::: Dataset records :::
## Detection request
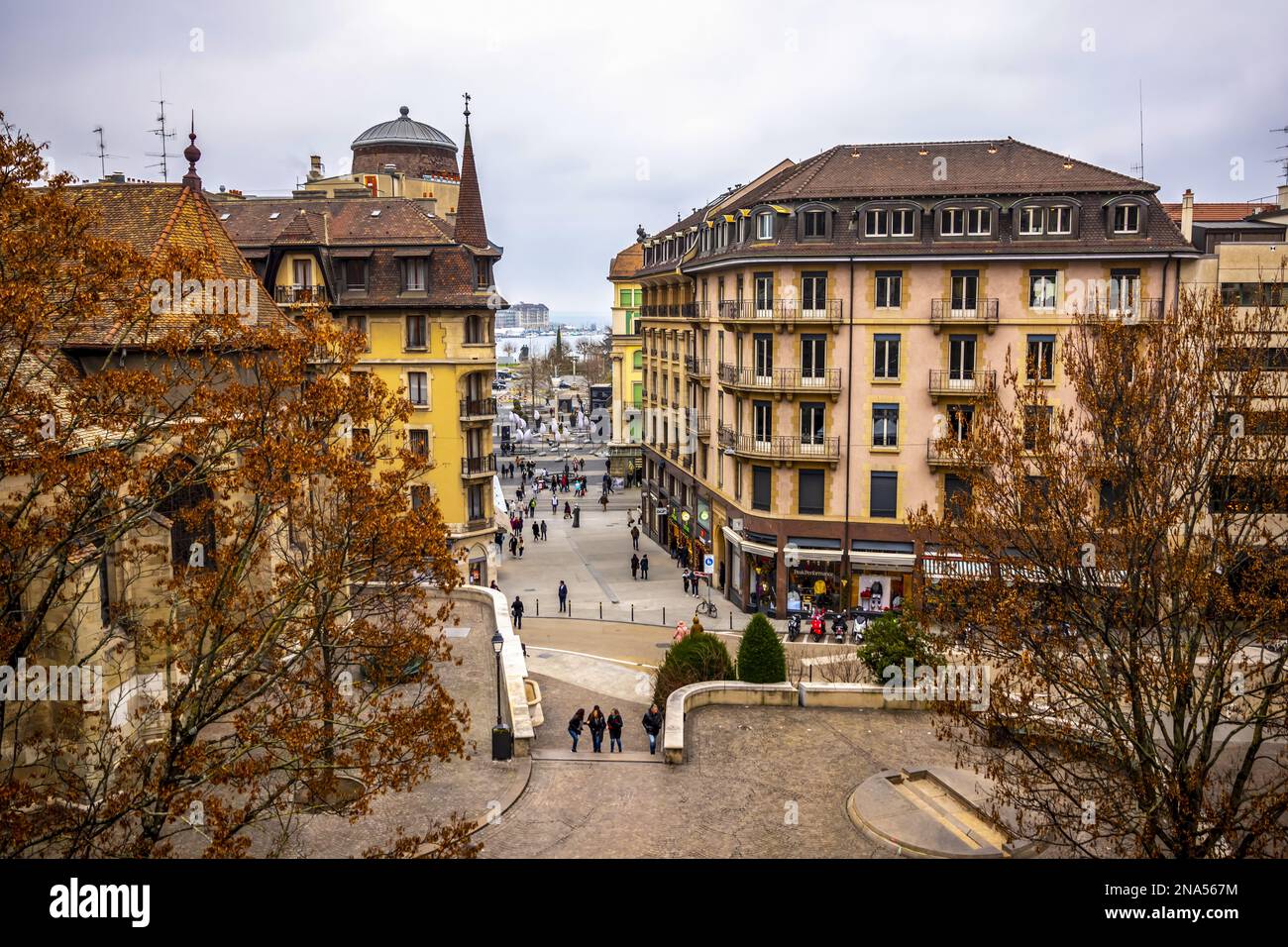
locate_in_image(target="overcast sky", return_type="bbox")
[0,0,1288,316]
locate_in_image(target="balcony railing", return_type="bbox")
[684,356,711,377]
[926,437,978,468]
[461,454,496,476]
[1087,299,1163,326]
[461,398,496,421]
[930,368,997,399]
[930,296,997,331]
[718,299,841,329]
[273,286,329,305]
[720,362,841,395]
[720,427,841,462]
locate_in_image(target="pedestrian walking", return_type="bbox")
[587,703,608,753]
[568,707,587,753]
[641,703,662,754]
[608,707,622,753]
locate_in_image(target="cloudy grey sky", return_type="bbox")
[0,0,1288,314]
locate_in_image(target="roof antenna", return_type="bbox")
[87,125,128,177]
[147,80,174,181]
[1130,78,1145,180]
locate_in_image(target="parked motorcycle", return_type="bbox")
[832,612,847,644]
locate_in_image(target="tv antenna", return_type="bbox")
[1130,78,1145,180]
[86,125,128,177]
[147,84,174,181]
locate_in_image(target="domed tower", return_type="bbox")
[351,106,461,183]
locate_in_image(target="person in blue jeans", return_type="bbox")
[587,703,608,753]
[568,707,587,753]
[643,703,662,754]
[608,707,622,753]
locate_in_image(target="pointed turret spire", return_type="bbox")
[456,93,488,248]
[183,110,201,194]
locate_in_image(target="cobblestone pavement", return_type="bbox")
[477,681,953,858]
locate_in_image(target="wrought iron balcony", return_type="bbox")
[273,286,330,305]
[720,425,841,463]
[930,296,997,333]
[930,368,997,401]
[461,454,496,476]
[720,362,841,399]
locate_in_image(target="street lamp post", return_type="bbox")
[492,631,514,760]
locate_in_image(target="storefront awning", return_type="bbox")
[836,550,917,573]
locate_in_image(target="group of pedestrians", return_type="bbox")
[631,546,648,581]
[568,703,662,754]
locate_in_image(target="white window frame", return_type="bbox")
[939,207,966,237]
[1115,204,1140,233]
[1020,207,1046,237]
[863,207,890,237]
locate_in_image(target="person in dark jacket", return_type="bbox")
[608,707,622,753]
[587,703,608,753]
[643,703,662,754]
[568,707,587,753]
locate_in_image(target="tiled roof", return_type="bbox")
[608,243,644,279]
[215,197,452,246]
[765,138,1158,201]
[68,183,286,346]
[1163,202,1279,224]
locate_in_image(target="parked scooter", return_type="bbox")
[832,612,847,644]
[808,612,827,642]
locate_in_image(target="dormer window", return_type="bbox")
[966,207,993,237]
[1115,204,1140,233]
[1020,207,1046,236]
[804,210,827,237]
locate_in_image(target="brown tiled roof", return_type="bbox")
[765,138,1158,201]
[68,183,286,346]
[456,126,488,248]
[215,197,452,248]
[1163,202,1279,223]
[608,243,644,279]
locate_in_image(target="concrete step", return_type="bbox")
[532,737,666,763]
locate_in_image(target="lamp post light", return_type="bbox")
[492,631,514,760]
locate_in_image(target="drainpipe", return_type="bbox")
[841,257,854,608]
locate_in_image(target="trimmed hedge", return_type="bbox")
[738,612,787,684]
[653,631,733,710]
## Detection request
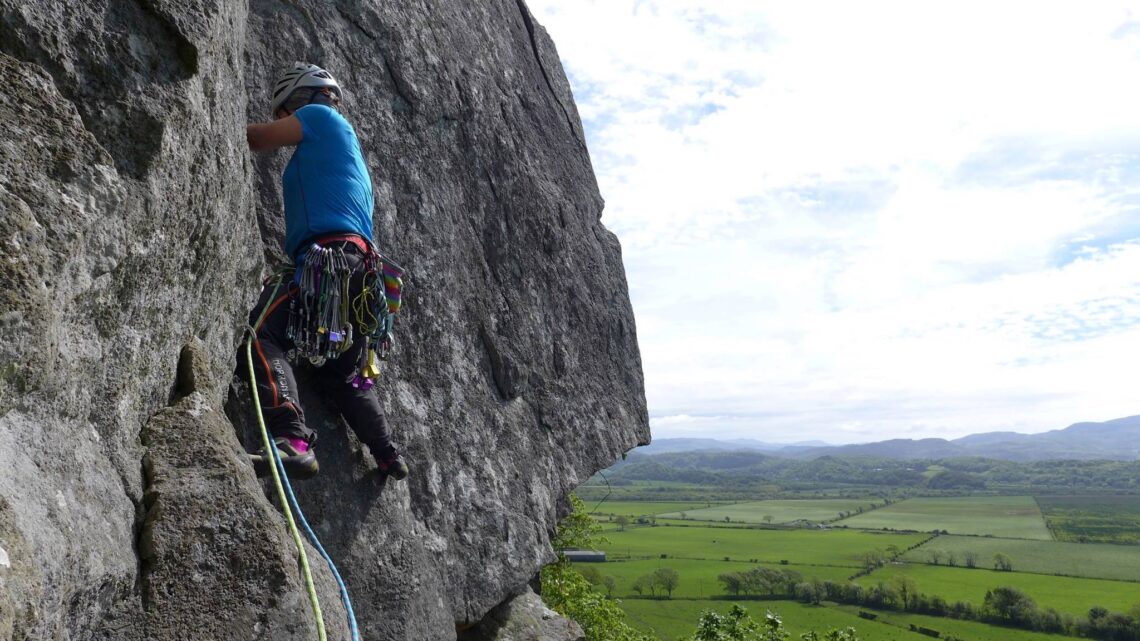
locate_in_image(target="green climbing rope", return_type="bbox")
[245,278,328,641]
:::
### Task instructions:
Reproduce every line of the items above word for word, omitting the pictures.

### Task response:
## Detection request
locate_in_image(target="overcast sky", return_type="bbox")
[0,0,1288,316]
locate_in_image(target="balcony railing", return_type="bbox")
[684,356,711,377]
[926,437,978,468]
[461,454,496,476]
[1087,299,1163,326]
[461,398,496,421]
[930,368,997,399]
[930,296,997,331]
[718,299,841,329]
[273,286,329,305]
[720,362,841,395]
[720,427,841,462]
locate_in_image(target="pedestrian walking", return_type="bbox")
[587,703,608,753]
[568,707,587,753]
[641,703,662,754]
[608,707,622,753]
locate_in_image(target="cloudy grey sky", return_type="bbox")
[0,0,1288,314]
locate_in_image(target="roof antenna", return_type="bbox")
[87,125,128,177]
[147,80,174,181]
[1130,78,1145,180]
locate_in_image(target="parked motorcycle", return_type="bbox")
[832,612,847,644]
locate_in_image(target="tv antenna", return_type="bbox")
[1130,78,1145,180]
[86,125,128,177]
[147,84,174,181]
locate_in_image(target="domed tower", return_type="bbox")
[351,106,461,183]
locate_in_image(target="person in blue jeans", return_type="bbox")
[587,703,608,753]
[568,707,587,753]
[643,703,662,754]
[608,707,622,753]
locate_in_image(target="pointed turret spire", return_type="bbox")
[456,93,488,248]
[183,110,201,194]
locate_in_image(target="cobblestone pavement", return_type="bbox")
[477,681,953,858]
locate_in_image(target="wrought iron balcony", return_type="bbox")
[273,286,330,305]
[720,425,841,463]
[930,296,997,333]
[930,368,997,401]
[461,454,496,476]
[720,362,841,399]
locate_in_image(target="street lamp post", return_type="bbox")
[492,631,514,760]
locate_in_image(target="storefront awning", return_type="bbox")
[836,550,917,573]
locate_in_image(target="group of pedestrians", return_type="bbox")
[631,546,648,581]
[568,703,662,754]
locate_in_image(target="white window frame", return_type="bbox")
[939,207,966,237]
[1115,204,1140,233]
[1020,207,1046,237]
[863,207,890,237]
locate_in_image(target="person in dark jacket", return_type="bbox")
[608,707,622,753]
[587,703,608,753]
[643,703,662,754]
[568,707,587,753]
locate_in_image(target="tiled roof", return_type="bbox")
[608,243,644,279]
[215,197,452,246]
[765,138,1158,201]
[68,183,286,346]
[1163,202,1279,224]
locate_in_image(target="parked scooter", return_type="bbox")
[832,612,847,644]
[808,612,827,642]
locate_in_image(target="dormer window", return_type="bbox")
[966,207,993,237]
[1115,204,1140,233]
[1020,207,1046,236]
[804,210,827,237]
locate_in_image(target="brown tiled roof", return_type="bbox")
[765,138,1158,201]
[68,183,286,346]
[456,126,488,248]
[215,197,452,248]
[1163,202,1279,223]
[608,243,644,279]
locate_in_image(target="concrete step", return_type="bbox")
[532,737,666,763]
locate_in_image(target="lamp post light", return_type="bbox")
[492,631,514,760]
locate_in_image(target="drainpipe", return_type="bbox")
[841,257,854,608]
locate_in_image(target="trimmed hedge", return_type="bbox")
[738,612,787,684]
[653,631,733,710]
## Detection request
locate_in_image(target="green climbing rope", return_type="bbox")
[245,278,328,641]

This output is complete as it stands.